▶ _Document excerpt_
※

In order for gfs2 to function correctly you need a fencing device configured, without this your mileage will verify and in the event of a problem your node will need a fence_ack_manual.


[root@core-01 ~]# ccs_config_dump

/etc/cluster/cluster.conf
<?xml version="1.0"?>
<cluster config_version="3" name="hardcore">
	<dlm plock_ownership="1" plock_rate_limit="0"/>
	<gfs_controld plock_rate_limit="0"/>
	<cman cluster_id="26333" expected_votes="1" nodename="core-01" two_node="1"/>
	<clusternodes>
		<clusternode name="core-01" nodeid="1" votes="1">
			<fence>
				<method name="single">
					<device name="core-01_ipmi"/>
				</method>
			</fence>
		</clusternode>
		<clusternode name="core-02" nodeid="2" votes="1">
			<fence>
				<method name="single">
					<device name="core-02_ipmi"/>
				</method>
			</fence>
		</clusternode>
	</clusternodes>
	<fencedevices>
		<fencedevice action="reboot" agent="fence_ipmilan" ipaddr="xxx.xxx.xxx.xxx" login="admin" name="core-01_ipmi" passwd="xxxxxx"/>
		<fencedevice action="reboot" agent="fence_ipmilan" ipaddr="xxx.xxx.xxx.xxx" login="admin" name="core-02_ipmi" passwd="xxxxxx"/>
	</fencedevices>
	<rm>
		<failoverdomains>
			<failoverdomain name="core-01_domain" restricted="0">
				<failoverdomainnode name="core-01"/>
			</failoverdomain>
			<failoverdomain name="core-02_domain" restricted="0">
				<failoverdomainnode name="core-02"/>
			</failoverdomain>
		</failoverdomains>
		<vm domain="core-01_domain" name="blueonyx_01"/>
		<vm domain="core-01_domain" name="rhel5_01"/>
		<vm domain="core-01_domain" name="winxp_01"/>
		<vm domain="core-02_domain" name="rhel5_02"/>
		<vm domain="core-02_domain" name="winxp_02"/>
		<vm domain="core-02_domain" name="winxp_03"/>
	</rm>
</cluster>


We can you the ccs commands to verify the configuration of the cluster.

[root@core-01 ~]# ccs_config_validate
Configuration validates

We can check our fencing devices using the ccs_tool. We are using ipmilan fence devices which I have used with HP Advanced Lights out; a problem with this fencing method is the loss of a power supply, fencing will not be able to verify and complete its action, so it will fail & your resources wont be migrated.

※

▶ _Records_
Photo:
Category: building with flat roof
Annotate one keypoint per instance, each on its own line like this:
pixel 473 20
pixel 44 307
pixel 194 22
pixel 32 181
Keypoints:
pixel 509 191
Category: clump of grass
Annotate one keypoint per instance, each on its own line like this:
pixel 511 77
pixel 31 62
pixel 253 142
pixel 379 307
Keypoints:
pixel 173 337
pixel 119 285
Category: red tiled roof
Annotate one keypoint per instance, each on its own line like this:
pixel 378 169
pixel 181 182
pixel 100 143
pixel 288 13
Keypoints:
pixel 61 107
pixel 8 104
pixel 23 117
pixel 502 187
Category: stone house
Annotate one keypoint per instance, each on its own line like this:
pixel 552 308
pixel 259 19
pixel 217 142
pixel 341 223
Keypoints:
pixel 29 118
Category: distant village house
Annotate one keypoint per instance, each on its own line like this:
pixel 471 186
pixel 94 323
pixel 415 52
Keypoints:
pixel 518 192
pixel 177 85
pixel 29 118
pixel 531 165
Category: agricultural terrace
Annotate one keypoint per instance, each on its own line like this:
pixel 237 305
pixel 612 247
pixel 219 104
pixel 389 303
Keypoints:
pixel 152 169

※

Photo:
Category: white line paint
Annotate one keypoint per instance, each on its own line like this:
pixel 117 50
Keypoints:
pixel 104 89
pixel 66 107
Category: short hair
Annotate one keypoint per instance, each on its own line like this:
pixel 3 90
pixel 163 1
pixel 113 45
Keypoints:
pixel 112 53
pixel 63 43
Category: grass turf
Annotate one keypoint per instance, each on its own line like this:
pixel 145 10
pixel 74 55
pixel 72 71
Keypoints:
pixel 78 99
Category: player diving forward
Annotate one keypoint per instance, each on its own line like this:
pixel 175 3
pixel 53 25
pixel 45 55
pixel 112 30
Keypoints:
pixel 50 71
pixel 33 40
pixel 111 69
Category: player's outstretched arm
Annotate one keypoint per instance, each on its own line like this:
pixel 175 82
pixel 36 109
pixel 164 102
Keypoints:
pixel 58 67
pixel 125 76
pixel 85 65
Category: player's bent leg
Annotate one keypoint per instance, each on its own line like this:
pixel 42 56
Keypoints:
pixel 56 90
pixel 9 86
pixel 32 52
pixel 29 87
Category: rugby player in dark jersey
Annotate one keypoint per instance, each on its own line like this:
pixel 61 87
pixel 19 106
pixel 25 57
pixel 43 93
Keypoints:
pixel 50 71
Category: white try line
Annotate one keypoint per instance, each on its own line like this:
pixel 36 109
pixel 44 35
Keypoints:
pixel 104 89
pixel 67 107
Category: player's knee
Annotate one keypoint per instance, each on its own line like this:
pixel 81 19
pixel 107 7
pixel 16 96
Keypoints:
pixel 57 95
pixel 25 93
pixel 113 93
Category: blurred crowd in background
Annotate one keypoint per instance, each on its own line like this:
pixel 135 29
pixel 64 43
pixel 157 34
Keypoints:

※

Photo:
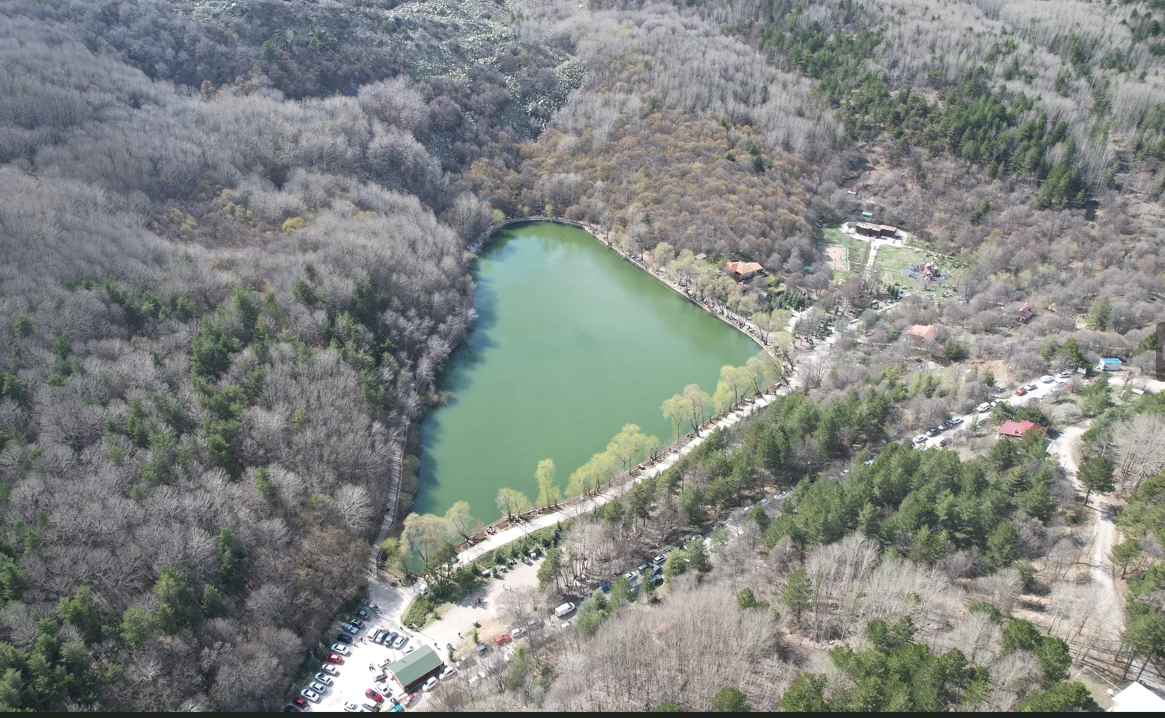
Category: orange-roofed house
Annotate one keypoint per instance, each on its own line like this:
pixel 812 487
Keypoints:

※

▶ _Task goal_
Answer these about the gfs2 cluster excerpt:
1. What name does the configuration dump give the cluster?
2. Which agent do both fence devices use?
3. What problem with the ipmilan fencing method does the excerpt name?

▶ _Final result_
1. hardcore
2. fence_ipmilan
3. Losing a power supply keeps fencing from verifying and completing its action, so it fails and the resources are not migrated.